Work out how many lines in the records below include the string "gray", and reply with that number alone.

- [Photo-based referring expression data]
__________________________________________________
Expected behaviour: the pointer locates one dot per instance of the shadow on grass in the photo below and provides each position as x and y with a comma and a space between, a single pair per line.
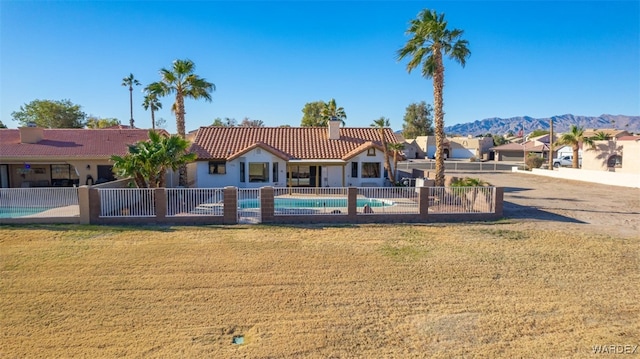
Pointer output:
515, 211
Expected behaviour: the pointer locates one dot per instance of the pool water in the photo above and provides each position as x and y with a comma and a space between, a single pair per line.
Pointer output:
313, 203
16, 212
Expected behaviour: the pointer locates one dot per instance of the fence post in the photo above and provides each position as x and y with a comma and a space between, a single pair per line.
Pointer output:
267, 204
230, 214
423, 202
352, 202
499, 201
161, 204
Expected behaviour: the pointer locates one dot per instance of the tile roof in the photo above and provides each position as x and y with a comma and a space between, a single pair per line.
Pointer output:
293, 143
70, 143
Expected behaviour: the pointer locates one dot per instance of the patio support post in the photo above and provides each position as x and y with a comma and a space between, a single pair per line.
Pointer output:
423, 202
352, 203
267, 204
230, 214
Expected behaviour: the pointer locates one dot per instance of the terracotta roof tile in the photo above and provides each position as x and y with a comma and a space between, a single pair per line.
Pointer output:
292, 142
66, 143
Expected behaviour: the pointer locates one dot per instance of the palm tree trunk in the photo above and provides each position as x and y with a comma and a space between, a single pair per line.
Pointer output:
438, 85
131, 105
182, 170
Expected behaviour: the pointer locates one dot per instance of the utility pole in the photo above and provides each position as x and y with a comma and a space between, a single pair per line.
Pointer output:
551, 144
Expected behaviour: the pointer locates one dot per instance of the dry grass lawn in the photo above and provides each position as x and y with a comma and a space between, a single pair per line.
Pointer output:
480, 290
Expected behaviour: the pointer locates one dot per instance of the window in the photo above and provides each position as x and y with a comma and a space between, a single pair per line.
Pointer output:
217, 167
371, 170
258, 171
275, 172
615, 161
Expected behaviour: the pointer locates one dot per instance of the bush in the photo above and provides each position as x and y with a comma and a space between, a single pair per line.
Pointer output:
534, 161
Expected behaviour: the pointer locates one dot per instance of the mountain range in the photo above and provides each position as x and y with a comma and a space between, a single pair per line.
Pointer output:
501, 126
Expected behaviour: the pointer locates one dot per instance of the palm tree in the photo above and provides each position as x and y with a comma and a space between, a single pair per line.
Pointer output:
573, 138
148, 161
330, 111
182, 81
396, 148
429, 42
381, 124
151, 102
130, 81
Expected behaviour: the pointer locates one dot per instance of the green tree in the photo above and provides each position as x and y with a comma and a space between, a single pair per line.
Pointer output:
573, 138
418, 120
184, 83
96, 122
148, 161
396, 148
50, 114
312, 114
381, 124
151, 102
331, 111
430, 40
130, 81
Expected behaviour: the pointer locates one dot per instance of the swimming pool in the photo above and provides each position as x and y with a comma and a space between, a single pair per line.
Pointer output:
280, 203
16, 212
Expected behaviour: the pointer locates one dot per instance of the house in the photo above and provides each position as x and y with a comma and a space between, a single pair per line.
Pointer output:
619, 155
252, 157
38, 157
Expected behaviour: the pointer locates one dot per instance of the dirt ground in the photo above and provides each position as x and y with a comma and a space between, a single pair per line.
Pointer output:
559, 204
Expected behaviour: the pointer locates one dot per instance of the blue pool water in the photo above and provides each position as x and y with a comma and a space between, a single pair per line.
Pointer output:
15, 212
280, 203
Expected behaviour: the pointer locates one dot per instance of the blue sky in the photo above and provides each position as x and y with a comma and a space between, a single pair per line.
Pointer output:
268, 58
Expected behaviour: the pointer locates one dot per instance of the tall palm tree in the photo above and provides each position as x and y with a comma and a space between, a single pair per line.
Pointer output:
130, 81
430, 40
182, 81
573, 138
381, 124
151, 102
396, 148
331, 111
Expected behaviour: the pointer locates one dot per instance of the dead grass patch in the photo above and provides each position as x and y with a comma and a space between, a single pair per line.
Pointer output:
494, 290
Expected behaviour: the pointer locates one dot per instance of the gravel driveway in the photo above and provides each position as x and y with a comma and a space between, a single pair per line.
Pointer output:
565, 204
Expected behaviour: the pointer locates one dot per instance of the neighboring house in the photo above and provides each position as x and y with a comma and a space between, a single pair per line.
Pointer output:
620, 155
252, 157
467, 147
38, 157
517, 152
427, 145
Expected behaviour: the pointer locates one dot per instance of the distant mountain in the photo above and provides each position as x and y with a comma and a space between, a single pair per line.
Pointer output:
501, 126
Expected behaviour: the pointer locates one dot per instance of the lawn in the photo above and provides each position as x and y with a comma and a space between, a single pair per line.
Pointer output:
482, 290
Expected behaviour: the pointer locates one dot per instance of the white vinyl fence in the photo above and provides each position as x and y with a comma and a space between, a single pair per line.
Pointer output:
39, 202
388, 200
310, 201
195, 201
127, 202
462, 199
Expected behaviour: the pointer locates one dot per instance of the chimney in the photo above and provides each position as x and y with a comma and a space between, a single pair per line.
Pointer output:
31, 134
334, 128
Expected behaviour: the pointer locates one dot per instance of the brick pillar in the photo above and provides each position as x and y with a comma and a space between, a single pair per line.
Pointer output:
161, 204
267, 204
423, 202
352, 202
230, 196
499, 202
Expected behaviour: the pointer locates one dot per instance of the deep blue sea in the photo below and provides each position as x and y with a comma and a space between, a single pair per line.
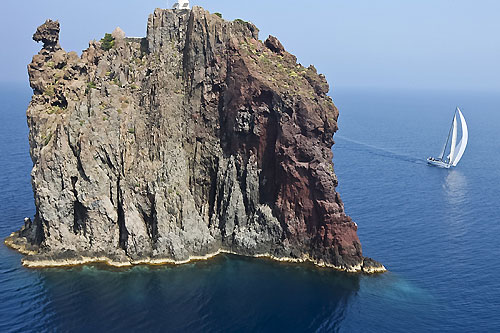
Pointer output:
436, 230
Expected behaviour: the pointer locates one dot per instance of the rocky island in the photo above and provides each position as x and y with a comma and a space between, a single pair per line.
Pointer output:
196, 140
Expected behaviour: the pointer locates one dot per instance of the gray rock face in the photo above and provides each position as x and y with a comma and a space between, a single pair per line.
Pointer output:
195, 139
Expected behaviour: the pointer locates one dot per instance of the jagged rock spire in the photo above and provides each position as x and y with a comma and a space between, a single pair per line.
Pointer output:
48, 34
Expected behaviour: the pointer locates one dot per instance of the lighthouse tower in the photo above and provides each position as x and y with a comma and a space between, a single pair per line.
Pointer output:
181, 4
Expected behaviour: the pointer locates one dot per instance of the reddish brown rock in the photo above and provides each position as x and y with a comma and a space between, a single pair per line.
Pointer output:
197, 139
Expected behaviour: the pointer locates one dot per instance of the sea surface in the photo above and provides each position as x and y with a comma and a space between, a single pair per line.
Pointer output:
436, 230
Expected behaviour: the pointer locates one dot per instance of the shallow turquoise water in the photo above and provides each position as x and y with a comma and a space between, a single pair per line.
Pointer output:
436, 230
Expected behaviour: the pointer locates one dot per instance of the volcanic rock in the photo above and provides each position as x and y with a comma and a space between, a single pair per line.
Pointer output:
195, 140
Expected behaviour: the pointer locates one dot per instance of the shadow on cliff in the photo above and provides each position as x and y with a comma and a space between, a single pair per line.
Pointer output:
228, 293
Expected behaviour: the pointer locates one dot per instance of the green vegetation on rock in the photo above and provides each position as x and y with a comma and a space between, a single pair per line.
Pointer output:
107, 42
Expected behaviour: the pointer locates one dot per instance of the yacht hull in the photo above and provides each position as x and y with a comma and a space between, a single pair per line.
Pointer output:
438, 163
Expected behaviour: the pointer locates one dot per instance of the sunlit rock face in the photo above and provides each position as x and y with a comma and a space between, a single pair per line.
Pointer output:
197, 139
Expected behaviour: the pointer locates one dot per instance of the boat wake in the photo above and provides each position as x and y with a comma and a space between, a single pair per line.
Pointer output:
378, 151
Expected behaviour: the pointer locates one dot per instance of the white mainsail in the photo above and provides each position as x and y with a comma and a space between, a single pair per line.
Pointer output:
463, 142
453, 140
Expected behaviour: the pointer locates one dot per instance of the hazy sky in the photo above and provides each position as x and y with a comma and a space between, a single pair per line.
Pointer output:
422, 44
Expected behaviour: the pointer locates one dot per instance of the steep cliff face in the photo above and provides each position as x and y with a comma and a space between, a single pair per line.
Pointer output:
194, 140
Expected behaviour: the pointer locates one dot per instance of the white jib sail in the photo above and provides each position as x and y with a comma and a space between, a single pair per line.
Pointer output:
453, 140
463, 143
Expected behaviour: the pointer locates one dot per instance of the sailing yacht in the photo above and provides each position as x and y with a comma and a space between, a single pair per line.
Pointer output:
456, 151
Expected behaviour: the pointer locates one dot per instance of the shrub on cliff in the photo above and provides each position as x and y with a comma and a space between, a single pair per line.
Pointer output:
107, 42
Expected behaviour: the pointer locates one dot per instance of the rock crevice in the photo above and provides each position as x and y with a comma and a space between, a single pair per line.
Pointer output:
195, 140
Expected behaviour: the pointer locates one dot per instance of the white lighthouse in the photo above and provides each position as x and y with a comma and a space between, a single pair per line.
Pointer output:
181, 4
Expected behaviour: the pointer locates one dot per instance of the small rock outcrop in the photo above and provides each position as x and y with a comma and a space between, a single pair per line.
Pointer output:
195, 140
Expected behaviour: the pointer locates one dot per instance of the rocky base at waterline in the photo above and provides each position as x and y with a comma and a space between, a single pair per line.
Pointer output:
196, 140
36, 259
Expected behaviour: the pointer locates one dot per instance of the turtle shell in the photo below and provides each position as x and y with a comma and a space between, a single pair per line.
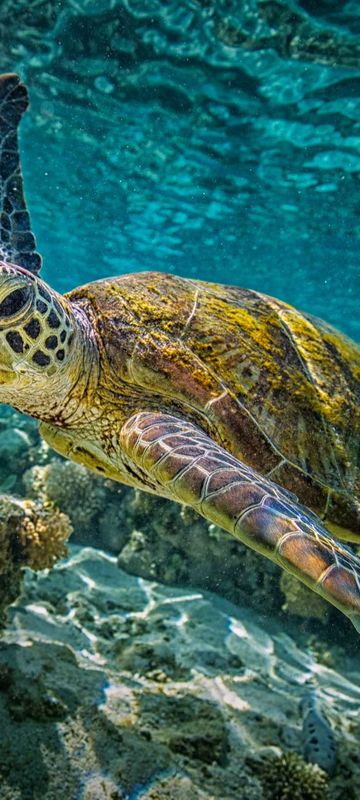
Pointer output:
277, 388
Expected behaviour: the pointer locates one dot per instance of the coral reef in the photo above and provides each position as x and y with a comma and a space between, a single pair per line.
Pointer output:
71, 487
288, 777
158, 539
207, 710
32, 535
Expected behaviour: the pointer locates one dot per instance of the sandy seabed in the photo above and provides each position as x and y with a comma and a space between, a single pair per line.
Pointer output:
114, 688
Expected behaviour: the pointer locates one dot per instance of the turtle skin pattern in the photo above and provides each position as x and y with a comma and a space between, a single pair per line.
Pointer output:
215, 396
187, 466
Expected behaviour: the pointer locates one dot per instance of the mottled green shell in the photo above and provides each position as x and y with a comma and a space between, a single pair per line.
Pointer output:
277, 388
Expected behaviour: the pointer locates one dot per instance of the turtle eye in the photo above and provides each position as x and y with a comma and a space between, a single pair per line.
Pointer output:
14, 302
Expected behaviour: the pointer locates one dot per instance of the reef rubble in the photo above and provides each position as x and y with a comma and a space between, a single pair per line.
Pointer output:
115, 688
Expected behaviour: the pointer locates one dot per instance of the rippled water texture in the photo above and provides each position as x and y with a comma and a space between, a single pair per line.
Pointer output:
208, 137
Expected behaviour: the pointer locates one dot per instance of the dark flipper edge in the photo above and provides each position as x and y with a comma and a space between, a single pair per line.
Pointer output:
17, 242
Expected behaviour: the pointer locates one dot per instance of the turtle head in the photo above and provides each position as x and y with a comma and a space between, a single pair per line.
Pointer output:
36, 332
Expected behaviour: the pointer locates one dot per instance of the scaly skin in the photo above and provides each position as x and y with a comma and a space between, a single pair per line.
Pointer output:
186, 465
199, 392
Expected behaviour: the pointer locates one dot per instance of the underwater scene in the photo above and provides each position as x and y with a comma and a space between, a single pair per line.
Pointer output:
180, 536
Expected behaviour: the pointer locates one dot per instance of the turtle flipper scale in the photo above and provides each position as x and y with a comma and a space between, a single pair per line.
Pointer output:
17, 242
184, 464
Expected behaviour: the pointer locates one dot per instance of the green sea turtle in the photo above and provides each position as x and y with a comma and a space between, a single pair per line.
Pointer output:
214, 396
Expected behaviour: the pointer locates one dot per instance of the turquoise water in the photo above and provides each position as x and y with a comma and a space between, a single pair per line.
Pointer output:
216, 139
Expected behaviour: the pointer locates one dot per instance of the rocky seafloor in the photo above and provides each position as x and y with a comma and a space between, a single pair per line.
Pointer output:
116, 687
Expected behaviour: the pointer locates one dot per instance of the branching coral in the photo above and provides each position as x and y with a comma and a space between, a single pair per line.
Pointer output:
72, 488
42, 535
31, 534
288, 777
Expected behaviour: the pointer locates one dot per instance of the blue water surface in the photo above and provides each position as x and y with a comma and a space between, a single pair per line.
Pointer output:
209, 138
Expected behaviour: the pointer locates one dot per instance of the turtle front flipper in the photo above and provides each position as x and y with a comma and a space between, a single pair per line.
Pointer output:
17, 242
184, 464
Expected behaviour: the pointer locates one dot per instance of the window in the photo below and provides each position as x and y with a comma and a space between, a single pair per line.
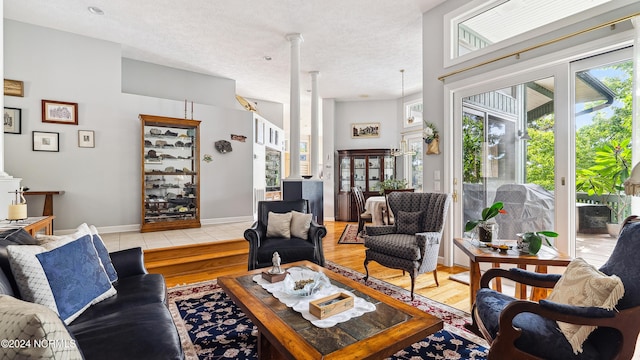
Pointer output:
473, 30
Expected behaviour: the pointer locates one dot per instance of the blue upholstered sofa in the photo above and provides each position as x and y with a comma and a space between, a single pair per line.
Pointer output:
135, 323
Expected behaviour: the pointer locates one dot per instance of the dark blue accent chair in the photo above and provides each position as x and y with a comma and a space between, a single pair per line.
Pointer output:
520, 329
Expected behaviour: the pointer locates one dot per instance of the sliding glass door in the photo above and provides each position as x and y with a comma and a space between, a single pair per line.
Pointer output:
508, 155
603, 122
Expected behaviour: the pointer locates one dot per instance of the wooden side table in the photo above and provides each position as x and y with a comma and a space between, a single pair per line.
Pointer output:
546, 257
32, 225
48, 200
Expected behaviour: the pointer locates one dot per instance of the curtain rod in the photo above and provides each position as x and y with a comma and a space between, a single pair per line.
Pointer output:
533, 47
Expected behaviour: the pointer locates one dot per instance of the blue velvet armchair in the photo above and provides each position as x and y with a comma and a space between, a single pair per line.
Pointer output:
261, 247
520, 329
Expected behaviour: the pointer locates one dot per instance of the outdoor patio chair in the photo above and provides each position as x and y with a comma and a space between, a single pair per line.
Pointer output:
521, 329
412, 243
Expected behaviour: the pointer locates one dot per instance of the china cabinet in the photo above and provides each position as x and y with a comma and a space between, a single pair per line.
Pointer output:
170, 173
363, 168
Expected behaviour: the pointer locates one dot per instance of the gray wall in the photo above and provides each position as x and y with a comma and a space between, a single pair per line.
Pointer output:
384, 112
102, 184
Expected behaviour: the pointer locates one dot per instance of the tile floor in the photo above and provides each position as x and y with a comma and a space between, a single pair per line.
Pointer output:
161, 239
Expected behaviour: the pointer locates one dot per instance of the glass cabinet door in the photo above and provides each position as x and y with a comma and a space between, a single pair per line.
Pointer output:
389, 166
360, 172
345, 174
375, 172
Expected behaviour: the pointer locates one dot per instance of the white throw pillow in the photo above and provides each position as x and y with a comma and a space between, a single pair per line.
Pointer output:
300, 224
65, 275
278, 225
34, 332
584, 285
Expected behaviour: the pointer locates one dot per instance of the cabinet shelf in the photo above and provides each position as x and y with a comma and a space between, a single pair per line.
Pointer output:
364, 168
170, 173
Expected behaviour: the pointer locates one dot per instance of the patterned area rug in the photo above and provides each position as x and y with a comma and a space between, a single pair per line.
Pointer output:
212, 327
350, 235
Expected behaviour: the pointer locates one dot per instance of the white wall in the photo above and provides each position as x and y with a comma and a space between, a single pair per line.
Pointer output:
102, 184
144, 78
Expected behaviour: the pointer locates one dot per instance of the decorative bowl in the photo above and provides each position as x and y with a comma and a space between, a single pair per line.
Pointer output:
304, 282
__________________________________________________
- [Exercise result] 2